— Start PROVIDED TEXT —
Referring to FIGS. 1 and 2, an RF combiner includes an input switch 10, an output switch 60, an impedance-matching transmission network 30 and a control circuit 80 according to an embodiment of the present invention. The impedance-matching transmission network 30 connects the input switch 10 to the output switch 60 electrically. The control circuit 80 is electrically connected to the input switch 10 and the impedance matching transmission network 30.


The input switch 10 is preferably a single-poled 2N-throw RF switch such as a single-poled 8-throw (“SP8T”) switch. Half of the stationary contacts of the single-poled 2N-throw RF switch are used as input channels 11, 12, 13 and 14 of the input switch 10. The other stationary contacts of the single-poled 2N-throw RF switch are used as switching elements 21, 22, 23 and 24 of the impedance-matching transmission network 30. The input channels 11, 12, 13 and 14 and the switching elements 21, 22, 23 and 24 are connected to a center connection point 20 under the control of the control circuit 80.
— End PROVIDED TEXT —
— Start ITEMS —
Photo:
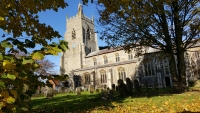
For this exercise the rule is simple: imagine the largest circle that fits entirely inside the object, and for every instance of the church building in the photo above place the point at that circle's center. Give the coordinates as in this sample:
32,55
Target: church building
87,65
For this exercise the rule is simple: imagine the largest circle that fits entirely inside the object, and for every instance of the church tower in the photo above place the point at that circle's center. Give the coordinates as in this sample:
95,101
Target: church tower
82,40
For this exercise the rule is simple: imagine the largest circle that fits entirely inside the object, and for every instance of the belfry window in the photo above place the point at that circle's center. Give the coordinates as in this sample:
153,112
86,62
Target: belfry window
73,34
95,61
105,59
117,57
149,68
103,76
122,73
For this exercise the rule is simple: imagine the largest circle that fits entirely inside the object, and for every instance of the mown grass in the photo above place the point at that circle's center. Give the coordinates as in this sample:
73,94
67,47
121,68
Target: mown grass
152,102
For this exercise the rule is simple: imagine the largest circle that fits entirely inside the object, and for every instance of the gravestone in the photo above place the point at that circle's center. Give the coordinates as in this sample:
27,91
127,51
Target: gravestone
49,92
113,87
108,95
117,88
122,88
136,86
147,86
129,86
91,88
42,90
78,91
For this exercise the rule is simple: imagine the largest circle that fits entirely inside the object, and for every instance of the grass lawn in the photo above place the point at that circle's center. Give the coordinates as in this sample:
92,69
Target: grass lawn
— End ITEMS —
— Start ITEMS —
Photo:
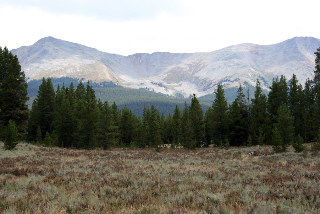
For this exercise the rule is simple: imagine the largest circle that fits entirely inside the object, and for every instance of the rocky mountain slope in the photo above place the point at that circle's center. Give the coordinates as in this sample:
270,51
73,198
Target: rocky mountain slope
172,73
— End ITEMS —
* [EXERCISES]:
#1 How would you put this sentence from the RF combiner text into Spanish: "The impedance-matching transmission network 30 connects the input switch 10 to the output switch 60 electrically."?
#2 Which lines of the records contain the string "belfry"? Pull out each of them, treating uppercase and lowercase as different.
The records are unrelated to the RF combiner text.

* [RESPONSES IN ORDER]:
#1 La red de transmisión de adaptación de impedancia 30 conecta eléctricamente el conmutador de entrada 10 con el conmutador de salida 60.

#2
For this exercise the rule is simple: imagine the largest circle that fits entirely inside the object, and for every instance of the belfry window in the photo above place the point at that circle's center. Give the coordinates as in this sample:
Target: belfry window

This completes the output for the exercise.